▸ **Your goal**
Which lines in the records below contain the string "feather"? Copy each of them in full, treating the match as case-sensitive.

▸ **Records for this task**
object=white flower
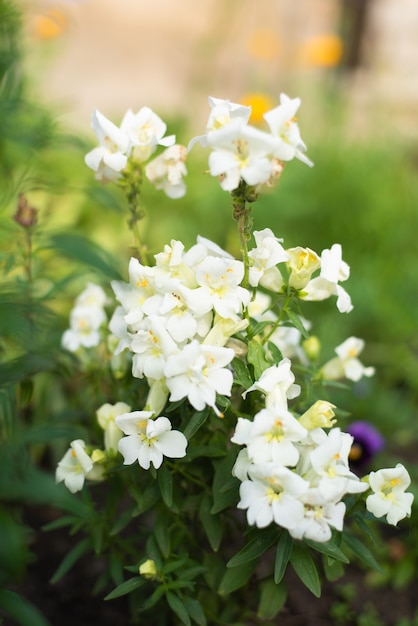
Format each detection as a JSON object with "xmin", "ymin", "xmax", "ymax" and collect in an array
[
  {"xmin": 263, "ymin": 93, "xmax": 313, "ymax": 166},
  {"xmin": 237, "ymin": 463, "xmax": 308, "ymax": 529},
  {"xmin": 243, "ymin": 358, "xmax": 300, "ymax": 409},
  {"xmin": 188, "ymin": 256, "xmax": 251, "ymax": 319},
  {"xmin": 231, "ymin": 409, "xmax": 306, "ymax": 466},
  {"xmin": 116, "ymin": 411, "xmax": 187, "ymax": 469},
  {"xmin": 164, "ymin": 340, "xmax": 234, "ymax": 414},
  {"xmin": 55, "ymin": 439, "xmax": 93, "ymax": 493},
  {"xmin": 120, "ymin": 107, "xmax": 176, "ymax": 162},
  {"xmin": 321, "ymin": 337, "xmax": 375, "ymax": 382},
  {"xmin": 300, "ymin": 243, "xmax": 353, "ymax": 313},
  {"xmin": 188, "ymin": 96, "xmax": 251, "ymax": 150},
  {"xmin": 248, "ymin": 228, "xmax": 289, "ymax": 287},
  {"xmin": 61, "ymin": 306, "xmax": 106, "ymax": 352},
  {"xmin": 131, "ymin": 316, "xmax": 178, "ymax": 380},
  {"xmin": 84, "ymin": 109, "xmax": 129, "ymax": 180},
  {"xmin": 366, "ymin": 463, "xmax": 414, "ymax": 526},
  {"xmin": 208, "ymin": 122, "xmax": 276, "ymax": 191},
  {"xmin": 286, "ymin": 246, "xmax": 321, "ymax": 289},
  {"xmin": 96, "ymin": 402, "xmax": 131, "ymax": 452},
  {"xmin": 289, "ymin": 488, "xmax": 345, "ymax": 543},
  {"xmin": 145, "ymin": 144, "xmax": 187, "ymax": 198}
]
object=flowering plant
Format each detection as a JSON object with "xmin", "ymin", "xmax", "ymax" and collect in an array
[{"xmin": 56, "ymin": 94, "xmax": 413, "ymax": 624}]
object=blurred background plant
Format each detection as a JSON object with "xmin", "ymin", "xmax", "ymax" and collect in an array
[{"xmin": 0, "ymin": 0, "xmax": 418, "ymax": 626}]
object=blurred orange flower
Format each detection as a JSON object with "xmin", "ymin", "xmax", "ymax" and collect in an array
[
  {"xmin": 240, "ymin": 93, "xmax": 275, "ymax": 124},
  {"xmin": 33, "ymin": 9, "xmax": 67, "ymax": 39},
  {"xmin": 248, "ymin": 28, "xmax": 280, "ymax": 59},
  {"xmin": 299, "ymin": 34, "xmax": 343, "ymax": 67}
]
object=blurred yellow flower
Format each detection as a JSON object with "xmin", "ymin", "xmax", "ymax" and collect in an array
[
  {"xmin": 299, "ymin": 34, "xmax": 343, "ymax": 67},
  {"xmin": 33, "ymin": 9, "xmax": 67, "ymax": 39},
  {"xmin": 240, "ymin": 92, "xmax": 275, "ymax": 124},
  {"xmin": 248, "ymin": 28, "xmax": 280, "ymax": 59}
]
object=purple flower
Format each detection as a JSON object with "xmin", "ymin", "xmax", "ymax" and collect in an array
[{"xmin": 347, "ymin": 420, "xmax": 385, "ymax": 467}]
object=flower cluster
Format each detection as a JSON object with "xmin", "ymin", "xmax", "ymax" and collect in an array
[
  {"xmin": 189, "ymin": 93, "xmax": 312, "ymax": 191},
  {"xmin": 56, "ymin": 94, "xmax": 413, "ymax": 592},
  {"xmin": 85, "ymin": 107, "xmax": 187, "ymax": 198}
]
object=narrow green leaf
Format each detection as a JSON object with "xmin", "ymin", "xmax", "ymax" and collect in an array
[
  {"xmin": 305, "ymin": 539, "xmax": 350, "ymax": 563},
  {"xmin": 257, "ymin": 578, "xmax": 287, "ymax": 619},
  {"xmin": 165, "ymin": 591, "xmax": 191, "ymax": 626},
  {"xmin": 0, "ymin": 589, "xmax": 50, "ymax": 626},
  {"xmin": 343, "ymin": 532, "xmax": 384, "ymax": 573},
  {"xmin": 231, "ymin": 357, "xmax": 254, "ymax": 389},
  {"xmin": 274, "ymin": 530, "xmax": 293, "ymax": 585},
  {"xmin": 50, "ymin": 537, "xmax": 91, "ymax": 584},
  {"xmin": 105, "ymin": 576, "xmax": 146, "ymax": 600},
  {"xmin": 199, "ymin": 494, "xmax": 223, "ymax": 552},
  {"xmin": 158, "ymin": 465, "xmax": 173, "ymax": 508},
  {"xmin": 290, "ymin": 543, "xmax": 321, "ymax": 598},
  {"xmin": 154, "ymin": 515, "xmax": 171, "ymax": 558},
  {"xmin": 183, "ymin": 408, "xmax": 210, "ymax": 440},
  {"xmin": 184, "ymin": 598, "xmax": 207, "ymax": 626},
  {"xmin": 226, "ymin": 528, "xmax": 280, "ymax": 567},
  {"xmin": 286, "ymin": 309, "xmax": 309, "ymax": 339},
  {"xmin": 247, "ymin": 339, "xmax": 271, "ymax": 380},
  {"xmin": 218, "ymin": 561, "xmax": 256, "ymax": 595}
]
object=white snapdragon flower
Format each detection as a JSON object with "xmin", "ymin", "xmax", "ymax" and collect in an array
[
  {"xmin": 207, "ymin": 122, "xmax": 277, "ymax": 191},
  {"xmin": 300, "ymin": 243, "xmax": 353, "ymax": 313},
  {"xmin": 131, "ymin": 316, "xmax": 179, "ymax": 380},
  {"xmin": 188, "ymin": 256, "xmax": 251, "ymax": 318},
  {"xmin": 96, "ymin": 402, "xmax": 131, "ymax": 452},
  {"xmin": 237, "ymin": 463, "xmax": 309, "ymax": 530},
  {"xmin": 188, "ymin": 96, "xmax": 251, "ymax": 150},
  {"xmin": 231, "ymin": 409, "xmax": 307, "ymax": 466},
  {"xmin": 111, "ymin": 257, "xmax": 161, "ymax": 336},
  {"xmin": 263, "ymin": 93, "xmax": 313, "ymax": 166},
  {"xmin": 145, "ymin": 144, "xmax": 187, "ymax": 198},
  {"xmin": 366, "ymin": 463, "xmax": 414, "ymax": 526},
  {"xmin": 289, "ymin": 488, "xmax": 345, "ymax": 543},
  {"xmin": 84, "ymin": 109, "xmax": 129, "ymax": 180},
  {"xmin": 61, "ymin": 306, "xmax": 107, "ymax": 352},
  {"xmin": 120, "ymin": 107, "xmax": 176, "ymax": 162},
  {"xmin": 243, "ymin": 358, "xmax": 300, "ymax": 409},
  {"xmin": 164, "ymin": 340, "xmax": 234, "ymax": 414},
  {"xmin": 304, "ymin": 428, "xmax": 367, "ymax": 501},
  {"xmin": 321, "ymin": 337, "xmax": 375, "ymax": 382},
  {"xmin": 115, "ymin": 411, "xmax": 187, "ymax": 469},
  {"xmin": 55, "ymin": 439, "xmax": 93, "ymax": 493},
  {"xmin": 248, "ymin": 228, "xmax": 289, "ymax": 287},
  {"xmin": 286, "ymin": 246, "xmax": 321, "ymax": 289}
]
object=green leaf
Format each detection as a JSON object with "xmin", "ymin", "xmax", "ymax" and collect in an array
[
  {"xmin": 165, "ymin": 591, "xmax": 191, "ymax": 626},
  {"xmin": 257, "ymin": 578, "xmax": 287, "ymax": 620},
  {"xmin": 290, "ymin": 543, "xmax": 321, "ymax": 598},
  {"xmin": 218, "ymin": 561, "xmax": 256, "ymax": 595},
  {"xmin": 183, "ymin": 408, "xmax": 210, "ymax": 440},
  {"xmin": 226, "ymin": 528, "xmax": 280, "ymax": 567},
  {"xmin": 247, "ymin": 339, "xmax": 271, "ymax": 380},
  {"xmin": 286, "ymin": 309, "xmax": 309, "ymax": 339},
  {"xmin": 343, "ymin": 532, "xmax": 384, "ymax": 573},
  {"xmin": 158, "ymin": 465, "xmax": 173, "ymax": 509},
  {"xmin": 274, "ymin": 531, "xmax": 293, "ymax": 584},
  {"xmin": 199, "ymin": 494, "xmax": 223, "ymax": 552},
  {"xmin": 49, "ymin": 233, "xmax": 122, "ymax": 281},
  {"xmin": 305, "ymin": 539, "xmax": 350, "ymax": 563},
  {"xmin": 0, "ymin": 589, "xmax": 50, "ymax": 626},
  {"xmin": 184, "ymin": 598, "xmax": 207, "ymax": 626},
  {"xmin": 231, "ymin": 357, "xmax": 253, "ymax": 389},
  {"xmin": 50, "ymin": 537, "xmax": 91, "ymax": 584},
  {"xmin": 105, "ymin": 576, "xmax": 146, "ymax": 600},
  {"xmin": 154, "ymin": 515, "xmax": 171, "ymax": 558}
]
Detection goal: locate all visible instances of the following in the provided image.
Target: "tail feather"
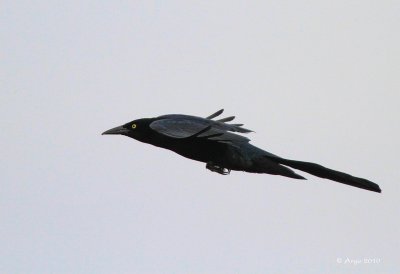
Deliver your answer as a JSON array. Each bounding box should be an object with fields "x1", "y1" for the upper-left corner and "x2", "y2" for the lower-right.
[{"x1": 270, "y1": 157, "x2": 381, "y2": 193}]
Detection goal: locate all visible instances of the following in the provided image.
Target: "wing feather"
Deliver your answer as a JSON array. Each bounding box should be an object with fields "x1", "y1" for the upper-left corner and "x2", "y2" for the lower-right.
[{"x1": 150, "y1": 114, "x2": 250, "y2": 144}]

▸ **Response**
Target: "tail feather"
Target: "wing feather"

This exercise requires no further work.